▶ **Exercise brief**
Please render the lines below as a Markdown table with the columns "Row" and "Line," numbering each row and leaving out blank lines and any pictures.

▶ **Data entries**
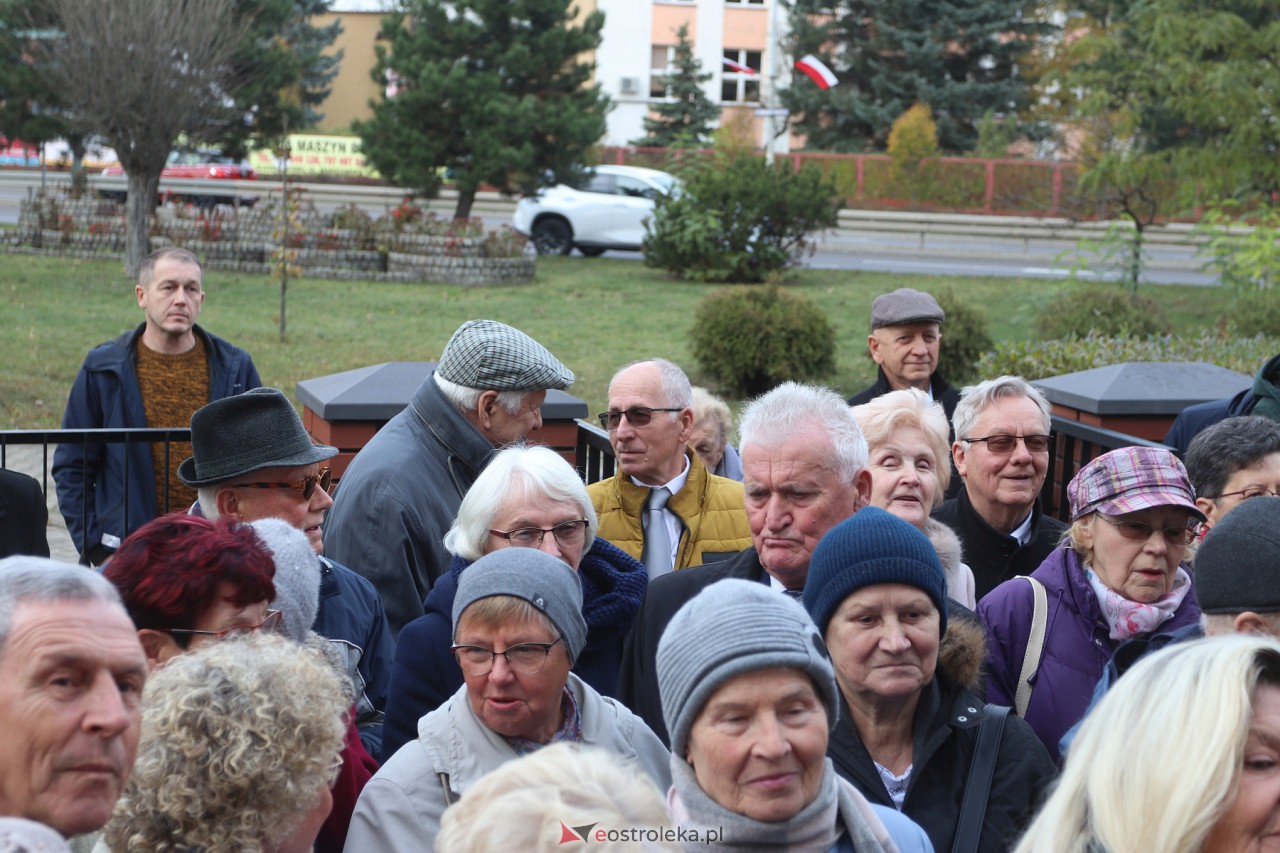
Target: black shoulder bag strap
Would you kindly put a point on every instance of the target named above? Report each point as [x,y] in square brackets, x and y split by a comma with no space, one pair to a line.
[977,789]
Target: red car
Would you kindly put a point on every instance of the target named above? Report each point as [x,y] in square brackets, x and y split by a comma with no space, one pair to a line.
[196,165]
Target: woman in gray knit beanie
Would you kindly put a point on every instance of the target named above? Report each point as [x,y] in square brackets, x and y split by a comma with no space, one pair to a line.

▶ **Solution to the exercise**
| Row | Line |
|---|---|
| 1 | Target: black shoulder bag strap |
| 2 | Would you kindly put a point on every instance of the target named above? Report each point as [x,y] in square brackets, x and y split by a comma with no space, one pair to a line. |
| 3 | [977,789] |
| 4 | Target: red car |
| 5 | Would you kindly put a point on every instance of the target named above? Report each point as [x,y] in square brackets, x and y split by a comma with no space, one pair to a line. |
| 6 | [196,165] |
| 7 | Target: woman in gray knit beanie |
| 8 | Would you kindly put a point on every instance of the target named above? Report each point as [x,y] in square brackets, x and y split by a comma with no space, one pair to a line. |